- **Given request**: Return each line of the material below that contains the word "road", copied without changes.

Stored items
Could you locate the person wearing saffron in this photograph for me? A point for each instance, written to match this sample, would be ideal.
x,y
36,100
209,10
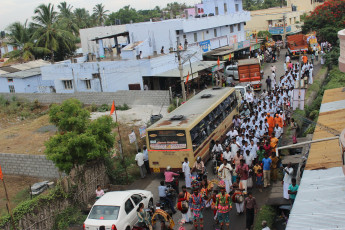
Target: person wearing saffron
x,y
223,205
196,203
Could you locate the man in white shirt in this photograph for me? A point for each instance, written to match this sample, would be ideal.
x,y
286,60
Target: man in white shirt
x,y
217,147
225,174
232,133
227,154
186,171
278,131
139,158
288,170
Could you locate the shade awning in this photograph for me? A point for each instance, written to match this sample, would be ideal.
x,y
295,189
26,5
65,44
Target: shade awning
x,y
196,67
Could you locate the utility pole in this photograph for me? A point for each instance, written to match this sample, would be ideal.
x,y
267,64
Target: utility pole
x,y
180,67
284,31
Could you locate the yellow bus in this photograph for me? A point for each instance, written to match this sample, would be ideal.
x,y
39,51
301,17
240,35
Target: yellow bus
x,y
189,129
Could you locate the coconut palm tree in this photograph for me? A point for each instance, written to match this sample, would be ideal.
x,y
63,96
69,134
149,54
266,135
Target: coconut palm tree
x,y
20,37
100,13
49,33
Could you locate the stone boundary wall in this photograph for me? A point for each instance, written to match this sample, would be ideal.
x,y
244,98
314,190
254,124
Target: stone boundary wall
x,y
129,97
28,165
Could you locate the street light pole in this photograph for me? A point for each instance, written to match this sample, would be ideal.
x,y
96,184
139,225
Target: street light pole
x,y
180,67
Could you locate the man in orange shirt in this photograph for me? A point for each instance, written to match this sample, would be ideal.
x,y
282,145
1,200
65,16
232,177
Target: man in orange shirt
x,y
271,123
279,120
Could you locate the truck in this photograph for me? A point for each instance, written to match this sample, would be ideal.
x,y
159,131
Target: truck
x,y
249,72
297,44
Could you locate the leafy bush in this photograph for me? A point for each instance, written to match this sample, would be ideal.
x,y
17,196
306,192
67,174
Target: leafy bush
x,y
266,213
123,107
71,215
104,108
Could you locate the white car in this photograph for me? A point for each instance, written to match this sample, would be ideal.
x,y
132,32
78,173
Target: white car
x,y
117,210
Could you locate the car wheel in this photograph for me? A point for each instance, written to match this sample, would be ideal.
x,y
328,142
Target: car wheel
x,y
150,205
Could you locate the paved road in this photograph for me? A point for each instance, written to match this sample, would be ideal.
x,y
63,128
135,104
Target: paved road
x,y
236,222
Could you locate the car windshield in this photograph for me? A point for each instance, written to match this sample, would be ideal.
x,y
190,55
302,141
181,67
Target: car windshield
x,y
99,212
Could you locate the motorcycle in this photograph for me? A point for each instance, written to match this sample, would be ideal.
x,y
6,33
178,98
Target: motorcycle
x,y
141,225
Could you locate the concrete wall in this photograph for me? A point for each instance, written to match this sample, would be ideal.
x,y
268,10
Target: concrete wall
x,y
137,97
28,165
260,19
86,35
33,84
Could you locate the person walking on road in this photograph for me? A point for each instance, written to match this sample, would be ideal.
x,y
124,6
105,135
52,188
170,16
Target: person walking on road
x,y
146,160
223,206
197,204
267,170
186,171
250,208
225,174
288,170
139,158
268,83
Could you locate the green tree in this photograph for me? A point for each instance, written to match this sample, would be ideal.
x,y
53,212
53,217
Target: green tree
x,y
20,37
79,140
100,13
50,34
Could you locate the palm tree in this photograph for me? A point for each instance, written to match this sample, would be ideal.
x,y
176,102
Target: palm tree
x,y
49,33
65,10
100,13
20,37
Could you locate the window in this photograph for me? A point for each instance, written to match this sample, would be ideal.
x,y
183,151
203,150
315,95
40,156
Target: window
x,y
68,84
167,139
210,122
88,84
11,87
129,206
136,199
99,212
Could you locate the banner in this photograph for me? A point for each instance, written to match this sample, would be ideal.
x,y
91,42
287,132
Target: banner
x,y
142,131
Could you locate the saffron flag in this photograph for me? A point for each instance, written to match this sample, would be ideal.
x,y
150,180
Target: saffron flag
x,y
112,108
1,176
187,78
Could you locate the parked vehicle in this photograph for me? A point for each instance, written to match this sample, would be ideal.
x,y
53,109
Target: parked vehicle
x,y
250,72
117,210
297,44
231,71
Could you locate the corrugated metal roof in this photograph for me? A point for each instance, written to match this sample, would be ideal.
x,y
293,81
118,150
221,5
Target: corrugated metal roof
x,y
23,74
196,67
320,202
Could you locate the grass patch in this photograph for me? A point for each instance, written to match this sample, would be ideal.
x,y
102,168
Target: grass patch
x,y
70,216
266,213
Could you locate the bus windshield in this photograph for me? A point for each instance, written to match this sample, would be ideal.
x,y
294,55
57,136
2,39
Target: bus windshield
x,y
167,139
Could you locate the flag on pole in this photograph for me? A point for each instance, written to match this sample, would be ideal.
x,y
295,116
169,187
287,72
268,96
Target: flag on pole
x,y
112,108
187,78
1,176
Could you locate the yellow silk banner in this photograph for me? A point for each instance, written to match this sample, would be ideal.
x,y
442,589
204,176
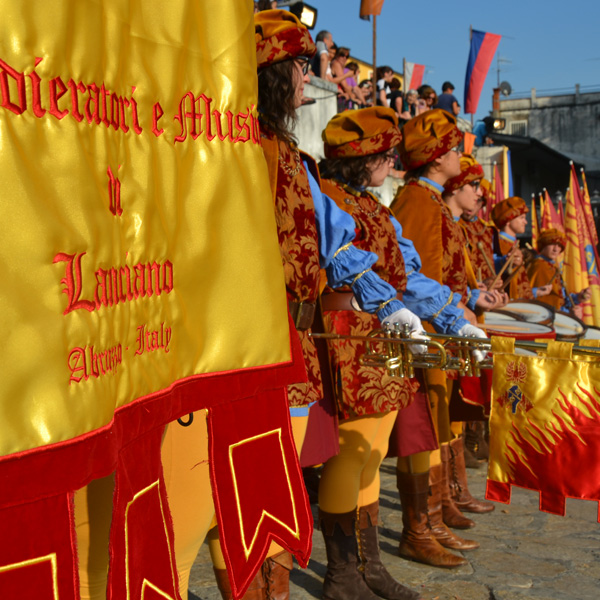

- **Solution**:
Could you locate the paved road in this photograph for me? A point for each instance, written to match this sample, would be ideal.
Target: paved road
Could you locate the person walking on road in this photograph for me? A point for each instance, written to match this sample, would be ideal.
Target: person walking on road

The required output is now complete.